-- START Stored data --

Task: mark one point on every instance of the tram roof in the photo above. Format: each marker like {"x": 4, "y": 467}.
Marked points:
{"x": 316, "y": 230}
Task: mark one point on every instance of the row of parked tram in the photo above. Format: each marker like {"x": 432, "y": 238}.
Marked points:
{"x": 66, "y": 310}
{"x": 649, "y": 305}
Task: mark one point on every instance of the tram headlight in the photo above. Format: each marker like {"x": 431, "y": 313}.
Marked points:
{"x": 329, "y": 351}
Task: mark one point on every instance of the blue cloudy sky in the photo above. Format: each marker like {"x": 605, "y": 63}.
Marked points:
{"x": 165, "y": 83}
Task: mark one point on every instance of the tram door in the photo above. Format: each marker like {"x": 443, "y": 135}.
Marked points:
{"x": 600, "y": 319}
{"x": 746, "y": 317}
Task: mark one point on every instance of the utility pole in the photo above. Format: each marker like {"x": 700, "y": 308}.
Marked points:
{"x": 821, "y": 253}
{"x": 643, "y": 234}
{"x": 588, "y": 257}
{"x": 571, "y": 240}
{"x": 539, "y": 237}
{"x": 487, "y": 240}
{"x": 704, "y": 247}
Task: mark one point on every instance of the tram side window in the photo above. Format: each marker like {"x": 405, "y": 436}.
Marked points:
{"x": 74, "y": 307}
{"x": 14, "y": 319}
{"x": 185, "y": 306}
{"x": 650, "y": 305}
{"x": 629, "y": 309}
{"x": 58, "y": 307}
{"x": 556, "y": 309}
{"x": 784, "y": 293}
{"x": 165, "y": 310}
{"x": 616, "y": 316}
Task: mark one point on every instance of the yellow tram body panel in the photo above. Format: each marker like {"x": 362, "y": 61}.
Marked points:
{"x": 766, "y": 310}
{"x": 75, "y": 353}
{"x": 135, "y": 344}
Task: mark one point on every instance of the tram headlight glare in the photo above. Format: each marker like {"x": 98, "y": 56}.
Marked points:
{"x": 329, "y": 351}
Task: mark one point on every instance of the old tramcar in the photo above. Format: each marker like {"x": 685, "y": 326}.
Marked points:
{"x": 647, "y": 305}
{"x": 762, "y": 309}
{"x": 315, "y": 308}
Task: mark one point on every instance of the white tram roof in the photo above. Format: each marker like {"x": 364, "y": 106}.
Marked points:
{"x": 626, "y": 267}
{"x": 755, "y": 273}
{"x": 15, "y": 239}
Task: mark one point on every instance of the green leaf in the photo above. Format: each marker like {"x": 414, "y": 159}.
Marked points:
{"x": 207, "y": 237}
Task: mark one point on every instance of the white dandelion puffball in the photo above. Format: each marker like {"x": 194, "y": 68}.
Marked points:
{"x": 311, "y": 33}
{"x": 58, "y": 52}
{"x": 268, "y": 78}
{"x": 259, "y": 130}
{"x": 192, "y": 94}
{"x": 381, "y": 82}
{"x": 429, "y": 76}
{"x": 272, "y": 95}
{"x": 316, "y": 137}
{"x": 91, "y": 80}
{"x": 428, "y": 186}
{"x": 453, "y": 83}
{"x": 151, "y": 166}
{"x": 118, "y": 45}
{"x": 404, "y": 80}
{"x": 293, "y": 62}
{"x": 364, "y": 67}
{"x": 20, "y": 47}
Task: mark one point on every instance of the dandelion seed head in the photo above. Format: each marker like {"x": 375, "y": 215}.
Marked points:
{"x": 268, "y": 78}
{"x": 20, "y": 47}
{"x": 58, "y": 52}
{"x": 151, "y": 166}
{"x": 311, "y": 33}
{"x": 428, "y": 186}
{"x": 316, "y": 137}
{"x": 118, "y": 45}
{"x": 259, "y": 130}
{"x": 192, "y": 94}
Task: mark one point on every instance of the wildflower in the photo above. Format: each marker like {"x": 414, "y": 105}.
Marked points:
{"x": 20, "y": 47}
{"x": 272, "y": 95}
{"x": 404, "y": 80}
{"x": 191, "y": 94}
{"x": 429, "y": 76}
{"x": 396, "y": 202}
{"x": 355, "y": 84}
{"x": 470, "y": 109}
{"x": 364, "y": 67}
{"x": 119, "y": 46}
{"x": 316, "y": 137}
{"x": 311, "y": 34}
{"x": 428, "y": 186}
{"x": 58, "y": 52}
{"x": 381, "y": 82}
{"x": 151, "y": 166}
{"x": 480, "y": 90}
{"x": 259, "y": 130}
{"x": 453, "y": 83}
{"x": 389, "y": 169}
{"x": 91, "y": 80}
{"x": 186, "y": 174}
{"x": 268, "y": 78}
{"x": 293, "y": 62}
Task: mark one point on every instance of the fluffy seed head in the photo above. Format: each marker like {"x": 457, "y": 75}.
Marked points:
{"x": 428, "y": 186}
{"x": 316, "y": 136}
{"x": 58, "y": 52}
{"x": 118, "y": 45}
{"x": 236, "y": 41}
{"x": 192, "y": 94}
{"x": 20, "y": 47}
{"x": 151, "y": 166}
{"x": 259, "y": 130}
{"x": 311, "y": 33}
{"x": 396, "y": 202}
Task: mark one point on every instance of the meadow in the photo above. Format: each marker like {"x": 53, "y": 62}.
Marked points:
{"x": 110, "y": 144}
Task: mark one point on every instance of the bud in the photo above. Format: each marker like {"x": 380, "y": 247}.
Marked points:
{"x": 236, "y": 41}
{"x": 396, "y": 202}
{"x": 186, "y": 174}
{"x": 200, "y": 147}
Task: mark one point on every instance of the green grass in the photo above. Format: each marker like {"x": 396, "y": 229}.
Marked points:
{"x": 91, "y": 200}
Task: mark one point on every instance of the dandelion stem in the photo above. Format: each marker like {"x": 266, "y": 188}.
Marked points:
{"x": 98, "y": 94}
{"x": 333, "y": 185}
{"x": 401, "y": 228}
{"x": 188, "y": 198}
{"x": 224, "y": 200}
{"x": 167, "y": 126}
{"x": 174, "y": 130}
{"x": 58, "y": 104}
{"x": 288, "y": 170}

-- END Stored data --
-- START Stored data --

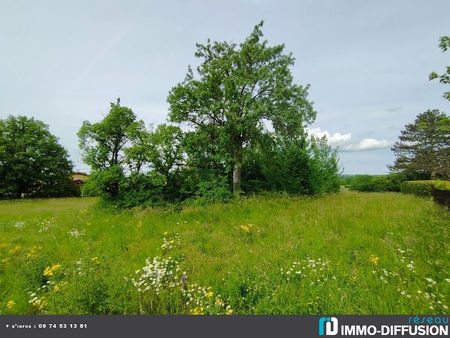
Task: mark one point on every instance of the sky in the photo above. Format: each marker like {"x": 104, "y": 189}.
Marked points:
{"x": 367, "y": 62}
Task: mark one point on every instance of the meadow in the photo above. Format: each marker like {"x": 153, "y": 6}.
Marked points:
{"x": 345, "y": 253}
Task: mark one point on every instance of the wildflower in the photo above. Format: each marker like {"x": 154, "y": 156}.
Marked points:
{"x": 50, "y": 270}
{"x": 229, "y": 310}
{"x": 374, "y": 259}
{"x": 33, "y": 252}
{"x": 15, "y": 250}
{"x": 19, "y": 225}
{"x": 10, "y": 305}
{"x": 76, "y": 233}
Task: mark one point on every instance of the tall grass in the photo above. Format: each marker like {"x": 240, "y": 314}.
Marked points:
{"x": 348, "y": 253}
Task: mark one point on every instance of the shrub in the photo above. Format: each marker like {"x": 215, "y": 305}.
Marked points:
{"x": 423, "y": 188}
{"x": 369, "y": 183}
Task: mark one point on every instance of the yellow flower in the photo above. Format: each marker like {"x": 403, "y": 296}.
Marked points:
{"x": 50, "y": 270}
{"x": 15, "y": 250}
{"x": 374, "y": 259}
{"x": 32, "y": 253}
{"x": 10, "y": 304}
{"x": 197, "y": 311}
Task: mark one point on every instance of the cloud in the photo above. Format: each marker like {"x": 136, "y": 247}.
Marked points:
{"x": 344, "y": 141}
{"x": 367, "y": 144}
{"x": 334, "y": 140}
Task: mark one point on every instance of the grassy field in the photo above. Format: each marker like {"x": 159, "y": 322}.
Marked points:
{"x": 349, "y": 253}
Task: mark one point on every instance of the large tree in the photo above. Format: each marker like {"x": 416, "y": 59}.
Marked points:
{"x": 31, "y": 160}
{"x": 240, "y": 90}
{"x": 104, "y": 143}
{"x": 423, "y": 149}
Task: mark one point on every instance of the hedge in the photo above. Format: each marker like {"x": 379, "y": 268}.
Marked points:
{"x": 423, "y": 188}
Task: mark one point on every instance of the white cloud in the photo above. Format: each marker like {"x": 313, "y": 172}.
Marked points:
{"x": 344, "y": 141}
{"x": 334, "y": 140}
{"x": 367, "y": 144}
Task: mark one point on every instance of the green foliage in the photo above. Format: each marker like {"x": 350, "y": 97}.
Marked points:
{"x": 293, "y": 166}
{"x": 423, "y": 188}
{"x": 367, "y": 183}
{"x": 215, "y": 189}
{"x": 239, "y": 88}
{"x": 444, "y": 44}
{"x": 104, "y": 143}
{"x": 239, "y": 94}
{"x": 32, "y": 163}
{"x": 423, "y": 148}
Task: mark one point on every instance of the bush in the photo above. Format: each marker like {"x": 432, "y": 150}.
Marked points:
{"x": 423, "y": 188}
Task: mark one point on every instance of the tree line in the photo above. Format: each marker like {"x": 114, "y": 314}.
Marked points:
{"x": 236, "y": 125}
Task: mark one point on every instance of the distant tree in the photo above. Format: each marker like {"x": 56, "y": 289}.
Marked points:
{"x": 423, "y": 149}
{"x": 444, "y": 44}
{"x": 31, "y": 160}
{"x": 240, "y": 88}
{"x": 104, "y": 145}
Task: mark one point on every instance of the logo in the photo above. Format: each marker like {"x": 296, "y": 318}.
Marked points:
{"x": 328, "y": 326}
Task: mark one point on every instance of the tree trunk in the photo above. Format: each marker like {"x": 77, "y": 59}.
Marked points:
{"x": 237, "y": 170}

-- END Stored data --

Requirement: Return every line of the records that contains the string "headlight".

Finished task:
Task: mark one point on every instance of the tram headlight in the photo above. Format: each marker like {"x": 431, "y": 313}.
Task: mark one point on every instance of the tram headlight glare in the photo above. Format: each marker like {"x": 98, "y": 56}.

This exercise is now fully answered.